#### GIVEN REQUEST
Copy the lines below word for word, omitting the pictures.

------ DATA PROVIDED

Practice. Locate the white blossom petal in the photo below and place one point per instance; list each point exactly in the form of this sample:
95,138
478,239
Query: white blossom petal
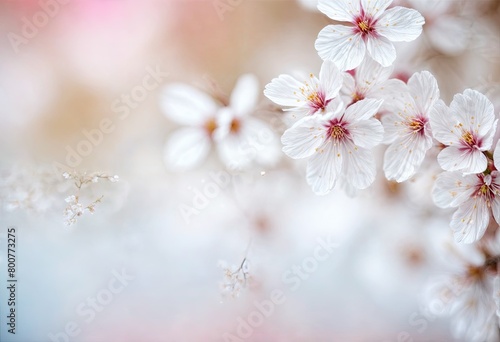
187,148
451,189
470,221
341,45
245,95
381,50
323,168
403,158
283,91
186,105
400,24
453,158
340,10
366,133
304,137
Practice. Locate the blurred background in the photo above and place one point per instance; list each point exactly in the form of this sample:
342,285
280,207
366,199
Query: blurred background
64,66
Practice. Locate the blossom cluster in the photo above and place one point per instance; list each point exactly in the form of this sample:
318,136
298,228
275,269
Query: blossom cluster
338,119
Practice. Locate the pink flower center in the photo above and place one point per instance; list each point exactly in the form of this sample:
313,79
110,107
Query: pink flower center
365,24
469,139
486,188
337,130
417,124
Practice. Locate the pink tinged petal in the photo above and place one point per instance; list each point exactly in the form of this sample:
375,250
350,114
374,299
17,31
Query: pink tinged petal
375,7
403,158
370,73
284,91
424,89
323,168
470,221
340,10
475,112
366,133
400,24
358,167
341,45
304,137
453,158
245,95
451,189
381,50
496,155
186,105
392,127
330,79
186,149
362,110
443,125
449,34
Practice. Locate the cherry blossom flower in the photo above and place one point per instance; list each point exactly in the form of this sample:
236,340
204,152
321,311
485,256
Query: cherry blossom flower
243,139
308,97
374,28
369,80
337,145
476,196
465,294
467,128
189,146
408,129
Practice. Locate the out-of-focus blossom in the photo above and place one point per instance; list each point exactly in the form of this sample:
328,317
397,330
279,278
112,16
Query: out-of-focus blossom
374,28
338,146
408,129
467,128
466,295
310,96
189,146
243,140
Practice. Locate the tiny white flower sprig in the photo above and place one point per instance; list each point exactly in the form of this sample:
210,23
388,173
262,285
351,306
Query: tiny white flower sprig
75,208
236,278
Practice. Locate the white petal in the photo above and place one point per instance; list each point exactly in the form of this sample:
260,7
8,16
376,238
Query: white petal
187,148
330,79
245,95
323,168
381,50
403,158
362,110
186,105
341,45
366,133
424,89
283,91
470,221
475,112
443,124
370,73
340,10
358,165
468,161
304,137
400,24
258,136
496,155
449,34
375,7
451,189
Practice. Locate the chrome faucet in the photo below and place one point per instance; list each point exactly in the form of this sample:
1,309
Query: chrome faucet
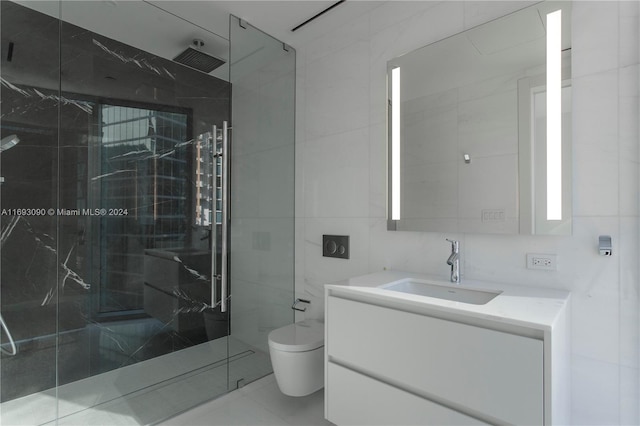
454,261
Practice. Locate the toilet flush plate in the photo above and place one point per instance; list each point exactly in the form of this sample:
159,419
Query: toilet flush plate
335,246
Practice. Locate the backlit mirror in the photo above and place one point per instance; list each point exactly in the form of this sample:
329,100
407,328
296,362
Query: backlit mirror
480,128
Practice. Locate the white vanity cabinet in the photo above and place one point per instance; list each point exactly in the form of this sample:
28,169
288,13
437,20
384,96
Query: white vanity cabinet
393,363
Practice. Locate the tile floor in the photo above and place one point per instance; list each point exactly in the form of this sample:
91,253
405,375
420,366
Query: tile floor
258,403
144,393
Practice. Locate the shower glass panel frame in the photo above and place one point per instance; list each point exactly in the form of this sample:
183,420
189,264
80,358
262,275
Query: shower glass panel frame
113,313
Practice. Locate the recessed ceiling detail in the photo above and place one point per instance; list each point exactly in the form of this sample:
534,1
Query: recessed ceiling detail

------------

#### RESULT OF THE EXERCISE
Practice. Locate the white blossom petal in the photo below and place one point per instance; list each point exactly in the form of this sample:
95,138
478,239
Query: white blossom petal
187,148
451,189
470,221
341,45
245,95
381,50
323,168
403,158
283,91
186,105
400,24
453,158
340,10
366,133
304,137
Practice. Locate the blurred background in the photo above and place one point per instance; list each point exactly in the form of this sample:
342,285
280,207
366,199
Query: blurred background
64,66
Practice. Locate the blossom cluster in the photo above and place one point per instance; list each point exactly in the form of this sample:
318,136
298,228
275,269
Query: blossom cluster
338,119
Practice. Locate the pink flower center in the photo above and place one point per instance; list each point exactly in the form of this sample:
313,79
110,107
Query: pink flower center
365,24
469,139
486,188
337,130
417,124
Practice. Locate the pink tinged petal in the photo above and place one point per instance; list each point exactly in the form of this sample:
375,250
350,114
374,299
17,31
Query: pink tinged petal
375,7
403,158
370,73
284,91
424,89
323,168
470,221
340,10
475,112
366,133
400,24
358,167
341,45
304,137
453,158
245,95
451,189
381,50
496,155
186,105
392,127
330,79
186,149
362,110
443,125
449,34
Practice. Locate the cherry blossom flower in the photo above and place one point per instance; list each point exactly in the form of this sample:
236,340
204,152
321,311
485,256
Query: cherry blossom flower
243,139
308,97
374,28
369,80
337,145
476,196
465,294
467,128
189,146
408,129
Practice. Locate the out-of-focus blossom in the photo above and place one point per instance; list each point exactly in the form of this sample:
328,317
397,330
279,278
112,16
Query: out-of-focus blossom
374,28
338,146
408,129
467,128
466,295
310,96
189,146
243,140
Practice. Locate the tiny white flower sprig in the photo above and place one point per instance; list each point exactly in the form of this sample:
210,23
388,173
262,285
351,306
Query: tiny white flower sprig
75,208
236,278
Practice. Locate the white petal in the photo above and place one point per instance; list each point exactly in the form of this sample:
260,7
8,16
376,238
Query: white petal
187,148
330,79
245,95
323,168
381,50
403,158
362,110
186,105
341,45
366,133
424,89
283,91
470,221
475,112
443,124
370,73
340,10
358,165
468,161
304,137
400,24
258,136
496,155
449,34
375,7
451,189
Practice. Locate the chrome faucet in the photo below and place one point per instance; list each point exactly in the form of this sample:
1,309
Query: chrome faucet
454,261
Practice. Locate the toilet flush plate in the photo above and place one point per instance; list each point exactly in the form of this sample:
159,419
Query: toilet flush plate
335,246
Practice. Locate the backlit mirror in the photo above and place one point per instance; list each point exactly in the form of this sample:
329,100
407,328
296,362
Query: backlit mirror
480,128
Practice. Locate the white vanity cabinet in the photo above and place one point per instance; list each point exactly in the form of this sample:
28,169
288,13
437,20
384,96
Query: white vanity cabinet
393,363
Practice. Locate the tile floor in the photo above and place one point per instance; list each point exactly in the form of this sample:
91,253
405,375
420,366
Query: tile floor
258,403
144,393
Practice. Locate the shower glass panel frame in the photo above and place one point per instance; list each point exactly in the form of this sample:
183,420
189,264
80,358
262,275
Query: shower glass panel frame
113,313
Practice. Locate the recessed ceiling detail in the photo above and place one point per instance; list each point exactly in the form of this sample:
534,1
Query: recessed ceiling detail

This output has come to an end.